__Directions for this task__
Copy out, exactly as given, every line from the line with "Where can you see the wooden door" to the end of the listing, both of those lines included.

[START OF Records for the exercise]

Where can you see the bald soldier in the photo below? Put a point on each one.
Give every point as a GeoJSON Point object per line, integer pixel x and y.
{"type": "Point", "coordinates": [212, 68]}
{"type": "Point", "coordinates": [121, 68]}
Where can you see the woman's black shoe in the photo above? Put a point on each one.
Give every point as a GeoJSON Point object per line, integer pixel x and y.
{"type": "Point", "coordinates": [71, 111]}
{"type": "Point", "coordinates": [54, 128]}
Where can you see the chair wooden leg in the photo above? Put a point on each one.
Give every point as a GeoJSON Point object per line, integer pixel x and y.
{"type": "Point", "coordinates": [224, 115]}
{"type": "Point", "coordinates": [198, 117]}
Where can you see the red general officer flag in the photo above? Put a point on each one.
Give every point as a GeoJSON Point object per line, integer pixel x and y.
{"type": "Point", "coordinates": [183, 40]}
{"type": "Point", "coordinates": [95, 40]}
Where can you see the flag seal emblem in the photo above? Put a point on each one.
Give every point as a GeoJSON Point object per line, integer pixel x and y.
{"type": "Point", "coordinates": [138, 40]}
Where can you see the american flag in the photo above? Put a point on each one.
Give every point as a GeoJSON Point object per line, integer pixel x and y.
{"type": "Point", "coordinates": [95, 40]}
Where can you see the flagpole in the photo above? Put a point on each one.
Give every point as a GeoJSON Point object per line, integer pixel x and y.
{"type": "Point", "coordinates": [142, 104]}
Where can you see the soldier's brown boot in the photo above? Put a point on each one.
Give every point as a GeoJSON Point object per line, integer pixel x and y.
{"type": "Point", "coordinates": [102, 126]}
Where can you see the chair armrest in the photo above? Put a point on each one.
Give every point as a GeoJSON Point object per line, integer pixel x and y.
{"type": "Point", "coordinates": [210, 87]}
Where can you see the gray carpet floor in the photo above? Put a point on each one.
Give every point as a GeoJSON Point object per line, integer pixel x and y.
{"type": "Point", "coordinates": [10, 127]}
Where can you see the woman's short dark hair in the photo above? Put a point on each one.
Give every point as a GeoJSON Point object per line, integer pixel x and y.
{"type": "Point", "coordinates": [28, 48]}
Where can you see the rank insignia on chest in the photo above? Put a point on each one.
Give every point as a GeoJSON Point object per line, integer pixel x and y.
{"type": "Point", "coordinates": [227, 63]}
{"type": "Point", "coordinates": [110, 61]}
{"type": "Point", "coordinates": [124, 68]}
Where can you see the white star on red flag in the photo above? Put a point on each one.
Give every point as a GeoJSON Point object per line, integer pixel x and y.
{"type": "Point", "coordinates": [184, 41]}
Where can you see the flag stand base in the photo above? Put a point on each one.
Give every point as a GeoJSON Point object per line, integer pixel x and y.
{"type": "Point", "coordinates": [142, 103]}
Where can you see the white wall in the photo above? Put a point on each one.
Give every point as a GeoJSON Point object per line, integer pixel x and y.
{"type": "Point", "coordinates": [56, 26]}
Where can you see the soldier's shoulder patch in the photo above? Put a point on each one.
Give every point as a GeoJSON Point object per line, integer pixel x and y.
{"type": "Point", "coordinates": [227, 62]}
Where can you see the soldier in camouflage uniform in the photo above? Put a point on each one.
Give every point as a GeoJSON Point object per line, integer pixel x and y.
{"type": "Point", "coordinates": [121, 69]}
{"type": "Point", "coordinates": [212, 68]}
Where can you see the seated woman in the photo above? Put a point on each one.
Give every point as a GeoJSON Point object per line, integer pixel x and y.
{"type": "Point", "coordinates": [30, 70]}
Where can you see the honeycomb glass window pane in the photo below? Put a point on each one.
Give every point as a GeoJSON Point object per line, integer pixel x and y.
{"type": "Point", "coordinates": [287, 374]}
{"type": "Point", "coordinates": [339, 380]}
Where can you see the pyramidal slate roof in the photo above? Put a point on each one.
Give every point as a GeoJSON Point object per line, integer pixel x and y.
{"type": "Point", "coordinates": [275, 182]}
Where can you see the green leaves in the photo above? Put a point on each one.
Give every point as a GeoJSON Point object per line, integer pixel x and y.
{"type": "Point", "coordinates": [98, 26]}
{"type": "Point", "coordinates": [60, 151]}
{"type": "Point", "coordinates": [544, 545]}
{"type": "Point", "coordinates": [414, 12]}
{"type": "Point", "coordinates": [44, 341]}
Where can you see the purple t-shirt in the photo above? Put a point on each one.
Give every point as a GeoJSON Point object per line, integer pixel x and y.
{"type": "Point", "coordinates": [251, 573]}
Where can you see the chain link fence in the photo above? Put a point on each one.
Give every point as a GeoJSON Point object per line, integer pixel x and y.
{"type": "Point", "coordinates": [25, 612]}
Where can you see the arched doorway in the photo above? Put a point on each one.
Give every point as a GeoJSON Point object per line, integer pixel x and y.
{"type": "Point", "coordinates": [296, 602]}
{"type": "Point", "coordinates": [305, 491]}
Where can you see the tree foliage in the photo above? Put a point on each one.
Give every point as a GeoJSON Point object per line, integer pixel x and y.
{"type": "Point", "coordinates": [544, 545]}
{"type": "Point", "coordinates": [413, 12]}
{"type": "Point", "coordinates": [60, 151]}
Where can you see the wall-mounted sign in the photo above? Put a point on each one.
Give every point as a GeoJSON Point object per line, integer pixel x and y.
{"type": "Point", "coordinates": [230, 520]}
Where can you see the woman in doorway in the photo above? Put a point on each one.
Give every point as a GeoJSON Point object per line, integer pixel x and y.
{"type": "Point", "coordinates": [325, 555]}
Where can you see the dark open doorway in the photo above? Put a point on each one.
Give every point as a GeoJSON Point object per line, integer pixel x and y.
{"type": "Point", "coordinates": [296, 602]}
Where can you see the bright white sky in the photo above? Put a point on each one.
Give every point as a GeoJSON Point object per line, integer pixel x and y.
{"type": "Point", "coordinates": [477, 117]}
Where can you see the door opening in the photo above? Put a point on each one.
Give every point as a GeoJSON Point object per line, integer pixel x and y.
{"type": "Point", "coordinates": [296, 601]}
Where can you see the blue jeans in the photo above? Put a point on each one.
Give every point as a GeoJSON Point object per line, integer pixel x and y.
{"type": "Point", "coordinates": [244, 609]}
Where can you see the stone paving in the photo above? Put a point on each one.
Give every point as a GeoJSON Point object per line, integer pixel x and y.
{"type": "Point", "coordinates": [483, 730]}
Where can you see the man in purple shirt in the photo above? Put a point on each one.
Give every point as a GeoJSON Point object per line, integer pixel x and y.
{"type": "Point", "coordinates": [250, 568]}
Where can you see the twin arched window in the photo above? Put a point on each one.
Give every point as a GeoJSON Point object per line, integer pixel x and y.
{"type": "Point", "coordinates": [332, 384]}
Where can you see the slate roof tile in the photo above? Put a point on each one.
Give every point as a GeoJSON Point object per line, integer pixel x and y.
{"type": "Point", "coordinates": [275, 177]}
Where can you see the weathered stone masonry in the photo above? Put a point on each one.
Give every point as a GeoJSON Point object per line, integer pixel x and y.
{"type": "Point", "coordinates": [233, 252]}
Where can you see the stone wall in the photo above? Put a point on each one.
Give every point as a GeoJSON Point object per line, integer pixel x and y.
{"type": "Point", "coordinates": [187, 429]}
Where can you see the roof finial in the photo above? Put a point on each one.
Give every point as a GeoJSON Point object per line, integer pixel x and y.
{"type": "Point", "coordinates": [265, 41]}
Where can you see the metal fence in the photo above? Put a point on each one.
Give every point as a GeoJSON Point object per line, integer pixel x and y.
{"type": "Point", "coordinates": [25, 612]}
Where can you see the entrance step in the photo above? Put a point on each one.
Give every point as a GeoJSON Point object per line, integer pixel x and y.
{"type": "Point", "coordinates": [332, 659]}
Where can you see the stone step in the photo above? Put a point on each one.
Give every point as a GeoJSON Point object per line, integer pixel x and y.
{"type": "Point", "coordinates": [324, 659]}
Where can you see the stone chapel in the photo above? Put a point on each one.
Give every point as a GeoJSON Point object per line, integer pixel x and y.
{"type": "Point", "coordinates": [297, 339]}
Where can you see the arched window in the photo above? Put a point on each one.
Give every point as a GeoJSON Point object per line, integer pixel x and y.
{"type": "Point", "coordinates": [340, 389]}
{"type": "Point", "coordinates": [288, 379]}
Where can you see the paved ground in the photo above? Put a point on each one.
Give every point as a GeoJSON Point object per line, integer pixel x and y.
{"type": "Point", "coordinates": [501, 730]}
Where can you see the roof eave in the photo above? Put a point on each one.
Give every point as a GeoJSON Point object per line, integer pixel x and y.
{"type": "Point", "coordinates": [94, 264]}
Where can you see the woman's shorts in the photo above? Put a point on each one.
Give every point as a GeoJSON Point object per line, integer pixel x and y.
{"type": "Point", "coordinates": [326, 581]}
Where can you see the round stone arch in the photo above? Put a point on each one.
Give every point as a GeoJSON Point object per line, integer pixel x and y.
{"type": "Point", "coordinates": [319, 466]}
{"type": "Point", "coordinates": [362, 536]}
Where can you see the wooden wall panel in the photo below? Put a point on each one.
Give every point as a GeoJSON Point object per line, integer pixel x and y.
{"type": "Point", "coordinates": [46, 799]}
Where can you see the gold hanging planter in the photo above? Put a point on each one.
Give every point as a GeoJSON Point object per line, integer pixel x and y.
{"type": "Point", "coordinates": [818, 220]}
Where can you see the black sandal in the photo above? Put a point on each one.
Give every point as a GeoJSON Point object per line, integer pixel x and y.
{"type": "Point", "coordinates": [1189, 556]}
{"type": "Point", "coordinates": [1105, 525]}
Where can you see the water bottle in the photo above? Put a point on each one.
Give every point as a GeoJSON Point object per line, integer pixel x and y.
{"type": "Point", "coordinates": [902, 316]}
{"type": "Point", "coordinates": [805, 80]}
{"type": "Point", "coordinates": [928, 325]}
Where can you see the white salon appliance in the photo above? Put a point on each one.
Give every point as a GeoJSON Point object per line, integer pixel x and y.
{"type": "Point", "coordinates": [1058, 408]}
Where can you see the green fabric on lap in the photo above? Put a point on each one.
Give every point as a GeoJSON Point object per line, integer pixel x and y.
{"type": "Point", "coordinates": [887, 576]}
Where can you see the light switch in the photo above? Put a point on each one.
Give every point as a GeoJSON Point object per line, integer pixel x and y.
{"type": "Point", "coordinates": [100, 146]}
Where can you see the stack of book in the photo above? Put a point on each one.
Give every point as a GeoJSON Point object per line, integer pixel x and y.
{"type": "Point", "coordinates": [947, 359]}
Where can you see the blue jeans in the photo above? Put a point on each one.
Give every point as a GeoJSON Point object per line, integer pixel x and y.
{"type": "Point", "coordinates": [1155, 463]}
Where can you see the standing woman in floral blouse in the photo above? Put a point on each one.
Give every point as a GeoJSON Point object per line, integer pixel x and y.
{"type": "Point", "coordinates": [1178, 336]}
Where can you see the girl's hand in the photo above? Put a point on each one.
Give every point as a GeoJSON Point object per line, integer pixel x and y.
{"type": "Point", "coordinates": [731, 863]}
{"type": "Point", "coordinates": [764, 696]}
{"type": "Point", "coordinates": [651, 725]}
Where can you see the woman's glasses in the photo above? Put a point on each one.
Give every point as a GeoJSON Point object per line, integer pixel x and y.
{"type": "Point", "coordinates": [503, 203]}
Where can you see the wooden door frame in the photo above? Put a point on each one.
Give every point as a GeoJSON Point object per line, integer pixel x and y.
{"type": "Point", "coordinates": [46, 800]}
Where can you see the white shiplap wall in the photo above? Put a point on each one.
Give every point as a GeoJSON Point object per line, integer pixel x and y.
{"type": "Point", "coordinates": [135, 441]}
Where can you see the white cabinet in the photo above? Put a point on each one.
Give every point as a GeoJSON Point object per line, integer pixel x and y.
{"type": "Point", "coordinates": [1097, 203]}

[END OF Records for the exercise]

__Solution to this problem__
Where can you see the wooden door frame in the photo above? Put a point on each one.
Give every point as a GeoJSON Point object per line, integer pixel x and y.
{"type": "Point", "coordinates": [46, 800]}
Where can you see the white shiplap wall in the photo above? Put a point on each one.
Give every point as a GeoJSON Point object per line, integer pixel x and y.
{"type": "Point", "coordinates": [135, 441]}
Where can you see the white cabinet in the photo above? Put a point on each one.
Give every point as a GeoJSON Point object per line, integer pixel x and y.
{"type": "Point", "coordinates": [1097, 203]}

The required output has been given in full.